[EXERCICE PROPOSÉ A]:
Répondez aux questions suivantes à partir de l'extrait choisi :
(i) Pour quel motif la division générale a-t-elle rejeté l'appel ?
(ii) Quelles décisions de la Cour fédérale sont citées au paragraphe [24] ?
(iii) D'après le paragraphe 56(2), dans quel cas une permission n'est-elle pas nécessaire ?

Il s’agit d’un appel interjeté à l’encontre de la décision de la division générale du Tribunal de la sécurité sociale du Canada [...], laquelle rejetait sommairement l’appel interjeté par l’appelant contre la décision de l’intimé de suspendre la pension de la sécurité de la vieillesse (SV) et le Supplément de revenu garanti (SRG). La division générale a rejeté l’appel parce qu’elle n’était pas convaincue que celui-ci avait une chance raisonnable de succès.

[24]  Il est manifeste d’après la décision de la DA qu’elle considérait que l’appel de M. Stewart visait le rejet sommaire de son appel par la DG. Le cas échéant, cet appel répond à l’exception soulignée ci-dessus et prévue à l’alinéa 28(1)g) de la Loi sur les Cours fédérales. Je souligne également que la Cour fédérale a exercé sa compétence concernant d’autres appels devant la DA visant le rejet sommaire d’un appel au niveau de la DG : voir Bossé c Canada (Procureur général), 2015 CF 1142; Rose c Canada (Procureur général), 2017 CF 185.

[25]  Par conséquent, je conclus que notre Cour a compétence pour examiner la présente demande de contrôle judiciaire.

B.  La DA avait-elle compétence pour entendre l’appel?

[26]  Le procureur général soutient que la DA n’aurait pas dû entendre l’appel de M. Stewart, parce qu’il n’avait pas obtenu la permission de faire appel, conformément à ce qu’exige le paragraphe 56(1) de la LMEDS :

56 (1) Il ne peut être interjeté d’appel à la division d’appel sans permission.

56 (1) An appeal to the Appeal Division may only be brought if leave to appeal is granted.

[27]  Toutefois, le problème avec cet argument, c’est que le paragraphe 56(2) contient une exception, dans les cas où la DG rejette sommairement un appel interjeté au titre de l’article 53 parce qu’il n’a aucune chance raisonnable de succès. Le paragraphe 56(2) est libellé ainsi :

56 (2) Toutefois, il n’est pas nécessaire d’obtenir une permission dans le cas d’un appel interjeté au titre du paragraphe 53(3).

[ENREGISTREMENTS À TRAITER]:
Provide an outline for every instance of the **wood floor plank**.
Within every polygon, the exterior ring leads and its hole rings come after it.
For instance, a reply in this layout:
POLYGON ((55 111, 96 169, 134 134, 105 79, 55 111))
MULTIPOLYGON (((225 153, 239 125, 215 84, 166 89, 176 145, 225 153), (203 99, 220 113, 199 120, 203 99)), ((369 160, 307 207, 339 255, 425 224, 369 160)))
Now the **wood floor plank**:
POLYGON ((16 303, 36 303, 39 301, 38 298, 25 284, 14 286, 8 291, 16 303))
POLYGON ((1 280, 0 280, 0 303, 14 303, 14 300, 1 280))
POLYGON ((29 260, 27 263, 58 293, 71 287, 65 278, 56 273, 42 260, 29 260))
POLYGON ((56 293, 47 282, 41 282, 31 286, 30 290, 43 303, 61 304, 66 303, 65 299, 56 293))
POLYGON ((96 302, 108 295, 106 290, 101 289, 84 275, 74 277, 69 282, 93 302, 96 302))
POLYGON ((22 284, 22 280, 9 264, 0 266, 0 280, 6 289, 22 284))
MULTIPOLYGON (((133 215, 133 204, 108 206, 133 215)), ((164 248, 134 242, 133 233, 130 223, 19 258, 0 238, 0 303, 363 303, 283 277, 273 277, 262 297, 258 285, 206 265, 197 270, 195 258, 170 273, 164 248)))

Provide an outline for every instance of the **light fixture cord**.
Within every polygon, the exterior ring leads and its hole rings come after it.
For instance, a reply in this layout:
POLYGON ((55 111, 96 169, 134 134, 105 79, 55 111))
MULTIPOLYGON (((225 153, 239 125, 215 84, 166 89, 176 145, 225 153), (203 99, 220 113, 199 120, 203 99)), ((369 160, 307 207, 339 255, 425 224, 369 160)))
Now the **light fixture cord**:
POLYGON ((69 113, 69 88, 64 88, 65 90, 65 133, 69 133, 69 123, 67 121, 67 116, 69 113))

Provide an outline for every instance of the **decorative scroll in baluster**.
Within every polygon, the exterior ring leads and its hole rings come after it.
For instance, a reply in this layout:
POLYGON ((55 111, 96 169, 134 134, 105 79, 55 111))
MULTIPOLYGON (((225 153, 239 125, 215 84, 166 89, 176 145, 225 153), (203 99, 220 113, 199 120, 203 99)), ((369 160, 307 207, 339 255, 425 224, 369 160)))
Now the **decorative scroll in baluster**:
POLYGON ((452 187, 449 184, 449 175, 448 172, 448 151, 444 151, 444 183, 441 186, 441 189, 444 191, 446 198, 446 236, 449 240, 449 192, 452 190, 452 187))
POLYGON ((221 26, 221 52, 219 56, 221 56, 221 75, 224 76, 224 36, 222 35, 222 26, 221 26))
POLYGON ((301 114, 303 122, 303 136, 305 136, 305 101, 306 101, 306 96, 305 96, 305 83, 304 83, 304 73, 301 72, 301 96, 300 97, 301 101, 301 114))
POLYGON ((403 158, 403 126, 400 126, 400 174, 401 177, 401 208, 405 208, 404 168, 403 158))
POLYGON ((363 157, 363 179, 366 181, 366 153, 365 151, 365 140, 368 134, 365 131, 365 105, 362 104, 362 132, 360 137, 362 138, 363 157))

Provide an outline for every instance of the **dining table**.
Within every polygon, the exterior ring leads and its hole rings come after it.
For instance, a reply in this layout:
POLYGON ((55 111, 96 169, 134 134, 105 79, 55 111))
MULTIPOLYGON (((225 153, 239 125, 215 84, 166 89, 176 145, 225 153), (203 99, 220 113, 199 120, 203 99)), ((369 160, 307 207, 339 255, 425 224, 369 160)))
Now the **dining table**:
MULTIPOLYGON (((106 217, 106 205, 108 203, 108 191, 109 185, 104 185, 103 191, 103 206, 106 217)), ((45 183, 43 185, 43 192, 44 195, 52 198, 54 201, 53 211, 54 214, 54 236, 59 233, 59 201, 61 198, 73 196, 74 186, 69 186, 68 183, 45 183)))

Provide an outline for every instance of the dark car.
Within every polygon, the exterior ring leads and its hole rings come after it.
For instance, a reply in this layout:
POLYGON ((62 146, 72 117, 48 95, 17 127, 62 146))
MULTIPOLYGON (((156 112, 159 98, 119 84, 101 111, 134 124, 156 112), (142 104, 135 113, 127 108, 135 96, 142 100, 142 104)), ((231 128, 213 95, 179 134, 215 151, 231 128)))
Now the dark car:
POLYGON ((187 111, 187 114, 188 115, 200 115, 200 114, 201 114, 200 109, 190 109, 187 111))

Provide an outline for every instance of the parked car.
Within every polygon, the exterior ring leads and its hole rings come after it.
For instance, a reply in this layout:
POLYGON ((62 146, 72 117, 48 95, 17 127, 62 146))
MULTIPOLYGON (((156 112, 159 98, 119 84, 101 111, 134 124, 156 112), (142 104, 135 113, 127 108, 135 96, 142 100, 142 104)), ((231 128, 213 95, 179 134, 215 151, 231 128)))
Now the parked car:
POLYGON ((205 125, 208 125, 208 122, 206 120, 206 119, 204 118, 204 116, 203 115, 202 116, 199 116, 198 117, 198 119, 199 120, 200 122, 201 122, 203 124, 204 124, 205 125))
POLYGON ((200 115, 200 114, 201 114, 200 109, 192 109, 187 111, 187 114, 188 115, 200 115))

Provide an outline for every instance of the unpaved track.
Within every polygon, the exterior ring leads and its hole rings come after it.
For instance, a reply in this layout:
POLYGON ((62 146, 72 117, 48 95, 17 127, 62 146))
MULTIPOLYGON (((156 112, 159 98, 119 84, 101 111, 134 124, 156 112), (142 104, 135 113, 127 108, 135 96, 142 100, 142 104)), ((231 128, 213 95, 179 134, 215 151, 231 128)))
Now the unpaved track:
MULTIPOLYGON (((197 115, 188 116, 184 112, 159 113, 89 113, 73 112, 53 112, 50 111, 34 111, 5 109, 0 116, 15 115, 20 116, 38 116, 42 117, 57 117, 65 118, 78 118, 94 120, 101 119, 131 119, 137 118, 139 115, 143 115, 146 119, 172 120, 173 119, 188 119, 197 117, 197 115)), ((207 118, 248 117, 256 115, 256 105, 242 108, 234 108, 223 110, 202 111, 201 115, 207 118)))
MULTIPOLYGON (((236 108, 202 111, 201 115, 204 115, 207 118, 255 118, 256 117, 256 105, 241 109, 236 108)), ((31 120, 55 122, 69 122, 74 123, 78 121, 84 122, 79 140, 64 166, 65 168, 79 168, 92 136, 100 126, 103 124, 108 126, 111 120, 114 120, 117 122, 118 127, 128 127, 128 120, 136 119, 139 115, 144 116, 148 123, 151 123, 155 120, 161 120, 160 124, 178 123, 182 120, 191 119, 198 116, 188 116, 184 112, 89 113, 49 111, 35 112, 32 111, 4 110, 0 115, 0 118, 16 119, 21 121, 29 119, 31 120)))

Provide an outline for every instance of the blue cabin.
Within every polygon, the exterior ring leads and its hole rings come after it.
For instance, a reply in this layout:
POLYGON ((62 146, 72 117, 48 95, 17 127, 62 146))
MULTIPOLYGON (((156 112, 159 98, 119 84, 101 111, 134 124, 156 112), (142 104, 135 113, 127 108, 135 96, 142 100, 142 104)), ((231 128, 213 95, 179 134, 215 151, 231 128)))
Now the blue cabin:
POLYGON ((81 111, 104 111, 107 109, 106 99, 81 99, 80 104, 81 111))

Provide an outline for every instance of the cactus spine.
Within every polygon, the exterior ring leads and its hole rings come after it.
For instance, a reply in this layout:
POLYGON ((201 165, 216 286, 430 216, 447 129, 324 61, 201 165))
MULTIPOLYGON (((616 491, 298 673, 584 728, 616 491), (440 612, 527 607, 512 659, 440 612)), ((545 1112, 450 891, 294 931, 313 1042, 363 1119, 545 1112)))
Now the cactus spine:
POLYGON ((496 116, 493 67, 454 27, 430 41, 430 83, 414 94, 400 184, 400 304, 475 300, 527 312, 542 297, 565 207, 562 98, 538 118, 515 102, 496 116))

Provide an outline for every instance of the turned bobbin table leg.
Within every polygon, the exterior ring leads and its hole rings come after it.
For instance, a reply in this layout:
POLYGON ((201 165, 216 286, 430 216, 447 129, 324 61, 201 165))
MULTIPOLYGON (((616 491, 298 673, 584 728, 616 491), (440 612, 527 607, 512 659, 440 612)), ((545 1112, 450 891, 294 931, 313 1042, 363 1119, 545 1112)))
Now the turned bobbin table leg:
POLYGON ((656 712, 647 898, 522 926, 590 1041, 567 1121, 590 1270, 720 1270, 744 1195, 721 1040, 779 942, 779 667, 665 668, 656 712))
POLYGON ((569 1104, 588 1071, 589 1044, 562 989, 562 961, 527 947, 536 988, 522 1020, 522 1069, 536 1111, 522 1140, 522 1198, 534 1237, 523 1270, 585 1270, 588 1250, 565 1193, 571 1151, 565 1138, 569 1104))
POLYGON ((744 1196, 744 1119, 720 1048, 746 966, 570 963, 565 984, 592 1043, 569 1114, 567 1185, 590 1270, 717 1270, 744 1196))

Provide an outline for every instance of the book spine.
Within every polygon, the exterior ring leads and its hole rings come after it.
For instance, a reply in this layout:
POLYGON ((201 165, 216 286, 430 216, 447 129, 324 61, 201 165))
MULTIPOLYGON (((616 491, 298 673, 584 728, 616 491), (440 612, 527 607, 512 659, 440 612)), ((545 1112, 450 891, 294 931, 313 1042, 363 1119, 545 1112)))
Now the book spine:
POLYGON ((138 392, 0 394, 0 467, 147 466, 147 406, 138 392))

[EXERCICE PROPOSÉ B]: Convertissez en liste JSON de chaînes les lignes des enregistrements, depuis le début des enregistrements jusqu'à la ligne contenant "POLYGON ((22 284, 22", celle-ci incluse. Produisez une chaîne par ligne et omettez les lignes vides.

[CORRIGÉ DÉTAILLÉ A]:
(i) Elle n'était pas convaincue que l'appel avait une chance raisonnable de succès.
(ii) Bossé c Canada (Procureur général), 2015 CF 1142, et Rose c Canada (Procureur général), 2017 CF 185.
(iii) Dans le cas d'un appel interjeté au titre du paragraphe 53(3).

[CORRIGÉ DÉTAILLÉ B]:
[
  "Provide an outline for every instance of the **wood floor plank**.",
  "Within every polygon, the exterior ring leads and its hole rings come after it.",
  "For instance, a reply in this layout:",
  "POLYGON ((55 111, 96 169, 134 134, 105 79, 55 111))",
  "MULTIPOLYGON (((225 153, 239 125, 215 84, 166 89, 176 145, 225 153), (203 99, 220 113, 199 120, 203 99)), ((369 160, 307 207, 339 255, 425 224, 369 160)))",
  "Now the **wood floor plank**:",
  "POLYGON ((16 303, 36 303, 39 301, 38 298, 25 284, 14 286, 8 291, 16 303))",
  "POLYGON ((1 280, 0 280, 0 303, 14 303, 14 300, 1 280))",
  "POLYGON ((29 260, 27 263, 58 293, 71 287, 65 278, 56 273, 42 260, 29 260))",
  "POLYGON ((56 293, 47 282, 41 282, 31 286, 30 290, 43 303, 61 304, 66 303, 65 299, 56 293))",
  "POLYGON ((96 302, 108 295, 106 290, 101 289, 84 275, 74 277, 69 282, 93 302, 96 302))",
  "POLYGON ((22 284, 22 280, 9 264, 0 266, 0 280, 6 289, 22 284))"
]